Task brief: Please print every line of the listing, unchanged.
=== Listed records ===
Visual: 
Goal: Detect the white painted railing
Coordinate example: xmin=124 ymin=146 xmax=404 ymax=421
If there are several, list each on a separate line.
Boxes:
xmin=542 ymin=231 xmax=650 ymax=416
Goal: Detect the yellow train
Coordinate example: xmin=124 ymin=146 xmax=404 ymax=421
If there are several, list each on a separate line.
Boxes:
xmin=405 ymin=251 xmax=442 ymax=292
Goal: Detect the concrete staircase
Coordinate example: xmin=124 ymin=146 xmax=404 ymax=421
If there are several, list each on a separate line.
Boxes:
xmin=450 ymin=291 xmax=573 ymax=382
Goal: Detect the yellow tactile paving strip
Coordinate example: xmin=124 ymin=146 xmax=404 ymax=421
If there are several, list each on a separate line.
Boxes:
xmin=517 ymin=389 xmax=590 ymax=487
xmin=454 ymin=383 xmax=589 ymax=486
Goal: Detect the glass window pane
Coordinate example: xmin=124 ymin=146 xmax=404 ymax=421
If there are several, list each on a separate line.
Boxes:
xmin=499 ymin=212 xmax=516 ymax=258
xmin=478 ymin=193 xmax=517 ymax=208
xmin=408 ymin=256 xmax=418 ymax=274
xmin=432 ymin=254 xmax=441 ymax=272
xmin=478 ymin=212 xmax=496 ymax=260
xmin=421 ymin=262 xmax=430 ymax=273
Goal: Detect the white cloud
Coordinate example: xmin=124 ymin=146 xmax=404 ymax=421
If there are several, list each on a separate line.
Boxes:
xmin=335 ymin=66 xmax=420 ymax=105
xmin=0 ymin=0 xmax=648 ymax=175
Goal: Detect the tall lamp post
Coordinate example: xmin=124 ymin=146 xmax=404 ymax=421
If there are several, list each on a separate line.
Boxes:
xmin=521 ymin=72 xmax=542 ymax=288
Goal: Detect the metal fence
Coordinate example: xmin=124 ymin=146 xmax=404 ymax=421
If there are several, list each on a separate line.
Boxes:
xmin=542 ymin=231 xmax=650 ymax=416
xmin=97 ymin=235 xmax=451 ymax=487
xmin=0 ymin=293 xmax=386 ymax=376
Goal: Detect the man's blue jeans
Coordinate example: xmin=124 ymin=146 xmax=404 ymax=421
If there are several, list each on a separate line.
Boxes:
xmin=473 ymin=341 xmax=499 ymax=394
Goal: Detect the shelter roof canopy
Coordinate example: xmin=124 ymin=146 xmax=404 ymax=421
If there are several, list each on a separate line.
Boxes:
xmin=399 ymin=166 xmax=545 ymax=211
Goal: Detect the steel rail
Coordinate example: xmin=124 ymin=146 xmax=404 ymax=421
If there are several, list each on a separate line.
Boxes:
===
Reply:
Visual: 
Goal: Detect the white painted railing
Coordinate example: xmin=124 ymin=146 xmax=404 ymax=421
If there are several, list each on a separate line.
Boxes:
xmin=542 ymin=231 xmax=650 ymax=416
Goal: Detect the yellow train
Coordinate example: xmin=124 ymin=146 xmax=404 ymax=421
If there are several, list each on a separate line.
Boxes:
xmin=405 ymin=251 xmax=442 ymax=292
Goal: Detect the concrete staircase
Coordinate example: xmin=124 ymin=146 xmax=404 ymax=421
If there are several, list each on a separate line.
Boxes:
xmin=450 ymin=291 xmax=573 ymax=382
Goal: Detect the yellow tactile paving strip
Coordinate example: xmin=124 ymin=146 xmax=404 ymax=421
If there are several, list each on a separate line.
Boxes:
xmin=517 ymin=389 xmax=590 ymax=487
xmin=454 ymin=383 xmax=589 ymax=486
Goal: Detect the glass window pane
Coordinate example: xmin=124 ymin=146 xmax=404 ymax=421
If there are several, list each on a separate line.
Boxes:
xmin=499 ymin=212 xmax=516 ymax=258
xmin=478 ymin=193 xmax=517 ymax=208
xmin=408 ymin=256 xmax=418 ymax=274
xmin=432 ymin=254 xmax=441 ymax=272
xmin=478 ymin=212 xmax=496 ymax=260
xmin=421 ymin=262 xmax=430 ymax=273
Goal: Detect the white cloud
Coordinate example: xmin=124 ymin=146 xmax=404 ymax=421
If there are several, list each on a separate line.
Boxes:
xmin=335 ymin=66 xmax=420 ymax=105
xmin=0 ymin=0 xmax=648 ymax=175
Goal: Detect the tall lamp post
Coordinate example: xmin=124 ymin=146 xmax=404 ymax=421
If there are several, list each on a separate line.
Boxes:
xmin=521 ymin=72 xmax=542 ymax=288
Goal: Detect the metal fence
Coordinate example: xmin=124 ymin=146 xmax=404 ymax=421
If there are several, list each on a separate line.
Boxes:
xmin=542 ymin=231 xmax=650 ymax=416
xmin=97 ymin=235 xmax=451 ymax=487
xmin=0 ymin=293 xmax=386 ymax=376
Goal: Detect the man's blue jeans
Coordinate example: xmin=124 ymin=146 xmax=404 ymax=421
If there are several, list each on a separate line.
Boxes:
xmin=473 ymin=341 xmax=499 ymax=394
Goal: Detect the shelter roof canopy
Coordinate example: xmin=124 ymin=146 xmax=404 ymax=421
If there are several, list each on a separate line.
Boxes:
xmin=399 ymin=166 xmax=545 ymax=211
Goal: Detect the steel rail
Coordinate example: xmin=124 ymin=146 xmax=404 ymax=421
If there are several, list each on a separate line.
Boxes:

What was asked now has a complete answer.